How would you translate this sentence from the navigation research abstracts into Spanish: "We develop environment-specific auxiliary tasks and examine factors affecting their usefulness."?

==== Document section

Alla Borisyuk

Andrew Liu, Alla Borisyuk

Navigation is a complex skill with a long history of research in animals and humans. In this work, we simulate the Morris Water Maze in 2D to train deep reinforcement learning agents. We perform automatic classification of navigation strategies, analyze the distribution of strategies used by artificial agents, and compare them with experimental data to show similar learning dynamics as those seen in humans and rodents. We develop environment-specific auxiliary tasks and examine factors affecting their usefulness. We suggest that the most beneficial tasks are potentially more biologically feasible for real agents to use. Lastly, we explore the development of internal representations in the activations of artificial agent neural networks. These representations resemble place cells and head-direction cells found in mouse brains, and their presence has correlation to the navigation strategies that artificial agents employ.

Andrew Liu, Alla Borisyuk

We developed a simulated environment to train deep reinforcement learning agents on a shortcut usage navigation task, motivated by the Dual Solutions Paradigm test used for human navigators. We manipulated the frequency with which agents were exposed to a shortcut and a navigation cue, to investigate how these factors influence shortcut usage development. We find that all agents rapidly achieve optimal performance in closed shortcut trials once initial learning starts. However, their navigation speed and shortcut usage when it is open happen faster in agents with higher shortcut exposure. Analysis of the agents' artificial neural networks activity revealed that frequent presentation of a cue initially resulted in better encoding of the cue in the activity of individual nodes, compared to agents who encountered the cue less often. However, stronger cue representations were ultimately formed through the use of the cue in the context of navigation planning, rather than simply through exposure. We found that in all agents, spatial representations develop early in training and subsequently stabilize before navigation strategies fully develop, suggesting that having spatially consistent activations is necessary for basic navigation, but insufficient for advanced strategies. Further, using new analysis techniques, we found that the planned trajectory rather than the agent's immediate location is encoded in the agent's networks. Moreover, the encoding is represented at the population rather than the individual node level. These techniques could have broader applications in studying neural activity across populations of neurons or network nodes beyond individual activity patterns.

========
==== Excerpted records

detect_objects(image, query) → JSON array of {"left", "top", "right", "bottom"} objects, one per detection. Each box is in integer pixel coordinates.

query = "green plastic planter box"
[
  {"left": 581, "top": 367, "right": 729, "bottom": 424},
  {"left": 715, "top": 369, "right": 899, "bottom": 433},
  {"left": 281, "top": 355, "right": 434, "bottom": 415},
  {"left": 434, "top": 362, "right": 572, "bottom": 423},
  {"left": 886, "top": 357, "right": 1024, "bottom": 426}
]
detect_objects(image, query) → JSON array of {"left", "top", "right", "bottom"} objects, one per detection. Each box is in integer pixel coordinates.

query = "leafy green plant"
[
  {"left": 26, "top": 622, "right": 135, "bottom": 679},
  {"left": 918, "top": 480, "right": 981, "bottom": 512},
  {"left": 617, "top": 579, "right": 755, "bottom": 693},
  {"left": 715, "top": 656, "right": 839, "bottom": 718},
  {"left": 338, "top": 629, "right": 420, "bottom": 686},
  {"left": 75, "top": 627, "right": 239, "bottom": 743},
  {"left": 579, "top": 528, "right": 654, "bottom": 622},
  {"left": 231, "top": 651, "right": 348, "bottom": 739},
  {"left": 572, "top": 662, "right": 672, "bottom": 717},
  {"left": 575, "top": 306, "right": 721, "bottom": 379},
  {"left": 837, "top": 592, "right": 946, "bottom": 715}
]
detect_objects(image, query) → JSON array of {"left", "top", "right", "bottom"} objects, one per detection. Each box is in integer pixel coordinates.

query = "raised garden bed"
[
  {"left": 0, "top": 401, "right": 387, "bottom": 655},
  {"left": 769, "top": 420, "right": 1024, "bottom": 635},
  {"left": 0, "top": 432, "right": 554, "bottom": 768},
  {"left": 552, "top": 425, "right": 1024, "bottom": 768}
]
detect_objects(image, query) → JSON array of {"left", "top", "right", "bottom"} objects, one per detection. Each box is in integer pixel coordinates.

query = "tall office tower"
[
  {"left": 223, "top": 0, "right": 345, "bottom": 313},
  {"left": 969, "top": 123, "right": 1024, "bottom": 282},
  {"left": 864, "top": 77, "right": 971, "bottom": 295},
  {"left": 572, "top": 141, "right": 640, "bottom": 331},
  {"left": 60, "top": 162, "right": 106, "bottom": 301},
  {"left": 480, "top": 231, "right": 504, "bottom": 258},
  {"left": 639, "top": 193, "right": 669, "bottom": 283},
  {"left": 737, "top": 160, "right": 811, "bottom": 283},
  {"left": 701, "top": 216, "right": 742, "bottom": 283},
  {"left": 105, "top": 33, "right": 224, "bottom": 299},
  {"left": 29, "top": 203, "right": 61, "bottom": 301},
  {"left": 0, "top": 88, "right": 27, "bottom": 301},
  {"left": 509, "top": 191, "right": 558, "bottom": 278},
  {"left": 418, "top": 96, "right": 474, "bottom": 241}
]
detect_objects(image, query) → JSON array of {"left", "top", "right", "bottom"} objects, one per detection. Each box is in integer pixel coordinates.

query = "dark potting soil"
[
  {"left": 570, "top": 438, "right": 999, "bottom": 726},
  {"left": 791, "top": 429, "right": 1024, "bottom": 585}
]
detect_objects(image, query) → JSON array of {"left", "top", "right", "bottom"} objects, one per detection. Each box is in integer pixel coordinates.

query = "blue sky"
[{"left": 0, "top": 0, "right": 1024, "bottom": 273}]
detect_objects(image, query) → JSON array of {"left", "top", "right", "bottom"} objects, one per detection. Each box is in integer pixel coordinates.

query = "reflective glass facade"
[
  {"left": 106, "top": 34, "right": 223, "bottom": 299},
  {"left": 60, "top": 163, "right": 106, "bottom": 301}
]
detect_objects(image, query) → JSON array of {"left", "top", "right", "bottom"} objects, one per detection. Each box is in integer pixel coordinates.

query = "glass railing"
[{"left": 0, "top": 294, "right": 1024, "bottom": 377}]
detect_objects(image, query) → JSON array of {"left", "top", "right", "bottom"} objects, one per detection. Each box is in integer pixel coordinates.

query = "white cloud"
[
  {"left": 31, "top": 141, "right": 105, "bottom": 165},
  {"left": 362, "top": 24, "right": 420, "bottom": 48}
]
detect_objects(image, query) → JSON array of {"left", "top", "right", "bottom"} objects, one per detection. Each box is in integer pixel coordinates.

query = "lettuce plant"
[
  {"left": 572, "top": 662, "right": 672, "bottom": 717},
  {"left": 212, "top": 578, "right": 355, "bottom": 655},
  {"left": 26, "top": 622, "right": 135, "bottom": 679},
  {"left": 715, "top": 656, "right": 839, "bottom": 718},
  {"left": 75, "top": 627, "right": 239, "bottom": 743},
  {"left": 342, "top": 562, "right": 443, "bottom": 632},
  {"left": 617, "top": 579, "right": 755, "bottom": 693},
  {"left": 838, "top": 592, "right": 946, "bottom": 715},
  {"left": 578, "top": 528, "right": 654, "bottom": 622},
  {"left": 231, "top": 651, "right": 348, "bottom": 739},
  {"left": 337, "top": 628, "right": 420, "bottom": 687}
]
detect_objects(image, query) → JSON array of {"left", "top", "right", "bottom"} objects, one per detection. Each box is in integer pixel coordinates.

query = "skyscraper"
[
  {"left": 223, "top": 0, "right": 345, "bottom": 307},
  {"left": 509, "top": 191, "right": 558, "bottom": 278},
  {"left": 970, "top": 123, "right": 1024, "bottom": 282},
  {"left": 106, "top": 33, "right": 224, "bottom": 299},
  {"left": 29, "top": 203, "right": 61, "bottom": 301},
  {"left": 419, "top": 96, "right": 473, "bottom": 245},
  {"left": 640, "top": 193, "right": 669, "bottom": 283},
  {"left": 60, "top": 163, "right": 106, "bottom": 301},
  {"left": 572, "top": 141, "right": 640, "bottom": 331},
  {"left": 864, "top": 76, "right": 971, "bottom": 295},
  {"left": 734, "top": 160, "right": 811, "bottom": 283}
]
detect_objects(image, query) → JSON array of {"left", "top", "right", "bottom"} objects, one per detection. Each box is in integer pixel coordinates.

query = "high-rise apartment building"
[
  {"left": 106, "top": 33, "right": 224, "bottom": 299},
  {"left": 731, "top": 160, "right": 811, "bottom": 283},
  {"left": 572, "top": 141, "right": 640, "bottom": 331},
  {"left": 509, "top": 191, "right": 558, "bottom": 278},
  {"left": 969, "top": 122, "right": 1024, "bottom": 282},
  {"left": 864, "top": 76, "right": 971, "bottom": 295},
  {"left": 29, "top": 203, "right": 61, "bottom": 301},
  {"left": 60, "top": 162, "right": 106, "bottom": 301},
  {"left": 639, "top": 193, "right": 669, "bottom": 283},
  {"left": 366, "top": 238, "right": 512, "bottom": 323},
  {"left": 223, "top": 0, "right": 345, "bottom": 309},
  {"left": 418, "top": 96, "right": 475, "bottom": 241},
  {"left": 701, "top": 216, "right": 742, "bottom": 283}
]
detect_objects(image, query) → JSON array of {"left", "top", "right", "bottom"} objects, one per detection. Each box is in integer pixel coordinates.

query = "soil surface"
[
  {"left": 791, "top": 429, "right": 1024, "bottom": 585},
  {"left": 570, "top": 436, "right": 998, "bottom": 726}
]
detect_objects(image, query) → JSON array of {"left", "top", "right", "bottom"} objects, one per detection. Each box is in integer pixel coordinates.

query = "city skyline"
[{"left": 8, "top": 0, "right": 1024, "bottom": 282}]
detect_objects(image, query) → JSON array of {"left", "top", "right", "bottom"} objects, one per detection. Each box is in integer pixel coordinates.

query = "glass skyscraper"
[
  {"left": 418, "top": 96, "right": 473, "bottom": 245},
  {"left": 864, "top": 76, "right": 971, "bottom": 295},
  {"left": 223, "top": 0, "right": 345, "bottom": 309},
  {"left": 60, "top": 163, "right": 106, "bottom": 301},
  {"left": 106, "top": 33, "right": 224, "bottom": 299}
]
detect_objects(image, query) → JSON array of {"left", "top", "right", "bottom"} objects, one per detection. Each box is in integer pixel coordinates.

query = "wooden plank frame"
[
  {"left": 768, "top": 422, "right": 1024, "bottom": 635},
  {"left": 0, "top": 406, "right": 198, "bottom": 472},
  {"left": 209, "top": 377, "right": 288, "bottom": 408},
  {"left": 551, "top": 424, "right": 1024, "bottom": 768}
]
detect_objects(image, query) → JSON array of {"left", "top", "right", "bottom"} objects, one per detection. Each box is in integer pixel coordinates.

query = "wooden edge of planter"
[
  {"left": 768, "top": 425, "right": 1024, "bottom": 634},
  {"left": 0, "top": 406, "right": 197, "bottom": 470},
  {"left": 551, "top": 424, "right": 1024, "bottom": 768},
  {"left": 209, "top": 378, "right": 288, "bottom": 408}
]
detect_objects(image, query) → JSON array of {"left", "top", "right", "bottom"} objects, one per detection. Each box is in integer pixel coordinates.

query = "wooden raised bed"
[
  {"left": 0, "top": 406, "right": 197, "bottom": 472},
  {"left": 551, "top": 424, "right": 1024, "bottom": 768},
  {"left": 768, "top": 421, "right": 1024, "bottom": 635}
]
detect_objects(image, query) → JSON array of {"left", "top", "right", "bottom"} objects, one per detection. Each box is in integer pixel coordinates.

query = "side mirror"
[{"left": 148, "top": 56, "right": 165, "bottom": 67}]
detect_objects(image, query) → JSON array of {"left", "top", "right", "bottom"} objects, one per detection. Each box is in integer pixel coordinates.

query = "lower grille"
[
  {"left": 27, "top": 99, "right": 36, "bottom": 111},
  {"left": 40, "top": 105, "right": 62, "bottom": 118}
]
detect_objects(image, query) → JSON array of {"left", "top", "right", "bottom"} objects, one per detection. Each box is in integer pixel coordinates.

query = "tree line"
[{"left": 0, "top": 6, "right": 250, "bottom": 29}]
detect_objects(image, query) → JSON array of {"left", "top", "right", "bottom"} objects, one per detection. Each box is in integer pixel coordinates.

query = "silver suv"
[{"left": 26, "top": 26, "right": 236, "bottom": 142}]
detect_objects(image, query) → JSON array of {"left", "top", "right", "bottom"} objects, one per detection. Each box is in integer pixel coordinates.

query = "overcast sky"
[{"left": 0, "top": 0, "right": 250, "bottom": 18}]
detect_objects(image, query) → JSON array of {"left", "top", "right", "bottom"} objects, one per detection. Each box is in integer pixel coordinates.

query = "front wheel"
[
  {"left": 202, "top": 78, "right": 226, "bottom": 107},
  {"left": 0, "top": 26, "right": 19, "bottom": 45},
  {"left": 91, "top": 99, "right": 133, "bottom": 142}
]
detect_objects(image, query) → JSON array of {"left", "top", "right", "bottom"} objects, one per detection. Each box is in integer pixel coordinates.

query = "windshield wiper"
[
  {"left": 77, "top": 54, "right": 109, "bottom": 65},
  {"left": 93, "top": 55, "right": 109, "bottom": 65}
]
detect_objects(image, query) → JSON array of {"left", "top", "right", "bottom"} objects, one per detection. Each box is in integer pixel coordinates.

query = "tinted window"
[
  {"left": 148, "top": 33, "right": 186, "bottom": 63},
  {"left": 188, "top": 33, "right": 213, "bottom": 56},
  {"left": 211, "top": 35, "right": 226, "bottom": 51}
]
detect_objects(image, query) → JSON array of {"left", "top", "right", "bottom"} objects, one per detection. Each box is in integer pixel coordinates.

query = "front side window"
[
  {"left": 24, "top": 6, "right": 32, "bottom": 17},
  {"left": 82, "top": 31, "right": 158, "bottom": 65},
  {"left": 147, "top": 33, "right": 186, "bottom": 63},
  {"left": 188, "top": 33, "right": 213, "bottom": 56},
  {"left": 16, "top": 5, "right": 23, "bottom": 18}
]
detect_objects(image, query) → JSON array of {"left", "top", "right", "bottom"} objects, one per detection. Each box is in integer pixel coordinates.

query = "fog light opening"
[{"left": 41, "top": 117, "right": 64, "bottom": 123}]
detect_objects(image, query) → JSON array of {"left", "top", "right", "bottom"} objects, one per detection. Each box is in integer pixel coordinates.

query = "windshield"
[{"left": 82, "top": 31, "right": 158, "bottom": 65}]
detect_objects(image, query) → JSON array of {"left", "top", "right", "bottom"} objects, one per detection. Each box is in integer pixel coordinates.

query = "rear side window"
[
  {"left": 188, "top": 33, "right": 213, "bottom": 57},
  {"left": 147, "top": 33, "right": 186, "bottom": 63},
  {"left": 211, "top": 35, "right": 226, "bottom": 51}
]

========
==== Excerpted records

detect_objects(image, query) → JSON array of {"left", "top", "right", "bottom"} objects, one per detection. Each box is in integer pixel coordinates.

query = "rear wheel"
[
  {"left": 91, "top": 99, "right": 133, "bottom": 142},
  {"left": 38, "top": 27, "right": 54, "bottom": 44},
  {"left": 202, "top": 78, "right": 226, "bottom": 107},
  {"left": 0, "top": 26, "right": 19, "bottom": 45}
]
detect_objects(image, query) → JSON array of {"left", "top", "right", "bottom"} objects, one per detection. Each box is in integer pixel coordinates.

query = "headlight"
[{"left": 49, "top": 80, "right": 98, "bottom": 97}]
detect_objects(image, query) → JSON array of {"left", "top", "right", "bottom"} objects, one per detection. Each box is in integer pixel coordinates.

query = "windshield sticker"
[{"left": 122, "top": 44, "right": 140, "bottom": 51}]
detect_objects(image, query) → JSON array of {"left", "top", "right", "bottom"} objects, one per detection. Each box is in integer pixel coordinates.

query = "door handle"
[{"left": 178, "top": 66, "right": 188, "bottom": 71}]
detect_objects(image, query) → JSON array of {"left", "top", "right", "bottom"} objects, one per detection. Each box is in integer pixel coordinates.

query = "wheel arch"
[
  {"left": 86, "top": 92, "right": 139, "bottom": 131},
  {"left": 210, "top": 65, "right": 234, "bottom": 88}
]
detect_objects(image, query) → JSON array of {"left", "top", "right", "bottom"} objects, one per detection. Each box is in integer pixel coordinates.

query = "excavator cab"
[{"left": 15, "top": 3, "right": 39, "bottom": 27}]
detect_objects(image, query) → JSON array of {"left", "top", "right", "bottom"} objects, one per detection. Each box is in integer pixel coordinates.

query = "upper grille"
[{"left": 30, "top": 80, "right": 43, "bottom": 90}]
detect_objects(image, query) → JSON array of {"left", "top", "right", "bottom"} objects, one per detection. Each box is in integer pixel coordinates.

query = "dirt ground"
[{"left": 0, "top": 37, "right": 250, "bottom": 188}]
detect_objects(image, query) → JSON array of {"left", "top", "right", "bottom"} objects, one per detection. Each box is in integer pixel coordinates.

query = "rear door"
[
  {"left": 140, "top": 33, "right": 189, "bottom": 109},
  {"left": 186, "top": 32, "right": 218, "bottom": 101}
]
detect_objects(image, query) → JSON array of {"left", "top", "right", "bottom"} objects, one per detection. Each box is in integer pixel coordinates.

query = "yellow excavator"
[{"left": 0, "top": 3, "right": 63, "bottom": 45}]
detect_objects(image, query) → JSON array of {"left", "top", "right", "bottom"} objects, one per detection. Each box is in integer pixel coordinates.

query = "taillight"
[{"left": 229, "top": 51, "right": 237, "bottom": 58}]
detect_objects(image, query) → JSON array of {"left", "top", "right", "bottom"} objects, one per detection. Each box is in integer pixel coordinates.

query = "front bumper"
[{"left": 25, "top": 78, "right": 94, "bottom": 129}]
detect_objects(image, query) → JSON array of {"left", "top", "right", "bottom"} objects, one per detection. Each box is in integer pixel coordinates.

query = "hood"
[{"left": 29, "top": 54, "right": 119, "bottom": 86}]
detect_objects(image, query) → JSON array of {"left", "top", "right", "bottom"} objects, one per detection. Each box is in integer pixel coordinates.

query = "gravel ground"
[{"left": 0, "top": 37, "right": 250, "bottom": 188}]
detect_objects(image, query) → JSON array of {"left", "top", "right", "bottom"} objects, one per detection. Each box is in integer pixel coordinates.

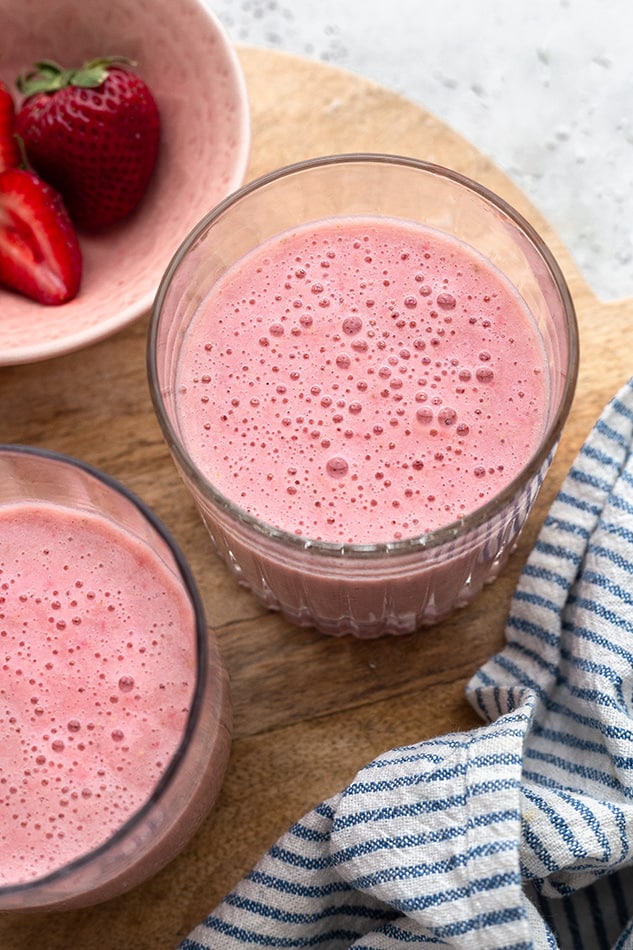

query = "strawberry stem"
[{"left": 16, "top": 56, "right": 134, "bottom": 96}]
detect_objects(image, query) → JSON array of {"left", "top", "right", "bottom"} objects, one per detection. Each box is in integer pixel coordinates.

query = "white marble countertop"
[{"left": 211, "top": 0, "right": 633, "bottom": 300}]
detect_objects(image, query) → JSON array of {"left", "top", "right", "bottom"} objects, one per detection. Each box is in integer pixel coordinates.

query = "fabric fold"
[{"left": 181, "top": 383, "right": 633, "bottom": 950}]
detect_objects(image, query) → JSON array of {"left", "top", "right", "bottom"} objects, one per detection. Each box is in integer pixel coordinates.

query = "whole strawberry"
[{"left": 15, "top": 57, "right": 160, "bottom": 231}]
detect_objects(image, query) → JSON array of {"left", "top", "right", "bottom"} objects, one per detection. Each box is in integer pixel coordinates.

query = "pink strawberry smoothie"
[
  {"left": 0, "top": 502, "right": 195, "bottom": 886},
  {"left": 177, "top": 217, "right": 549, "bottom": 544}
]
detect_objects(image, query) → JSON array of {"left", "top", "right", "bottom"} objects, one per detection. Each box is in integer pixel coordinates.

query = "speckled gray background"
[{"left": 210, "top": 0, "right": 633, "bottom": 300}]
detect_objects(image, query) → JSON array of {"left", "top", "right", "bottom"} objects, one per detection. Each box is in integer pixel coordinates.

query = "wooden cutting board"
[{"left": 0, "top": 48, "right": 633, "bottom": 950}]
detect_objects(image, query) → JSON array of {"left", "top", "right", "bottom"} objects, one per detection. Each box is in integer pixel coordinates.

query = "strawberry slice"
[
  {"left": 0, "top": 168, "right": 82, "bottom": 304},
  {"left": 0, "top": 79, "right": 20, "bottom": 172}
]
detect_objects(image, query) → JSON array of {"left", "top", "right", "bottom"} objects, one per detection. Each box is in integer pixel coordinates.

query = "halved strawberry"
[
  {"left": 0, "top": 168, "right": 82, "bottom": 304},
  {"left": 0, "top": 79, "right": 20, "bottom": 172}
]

========

**Solution to this exercise**
Desarrollamos tareas auxiliares específicas del entorno y examinamos los factores que afectan su utilidad.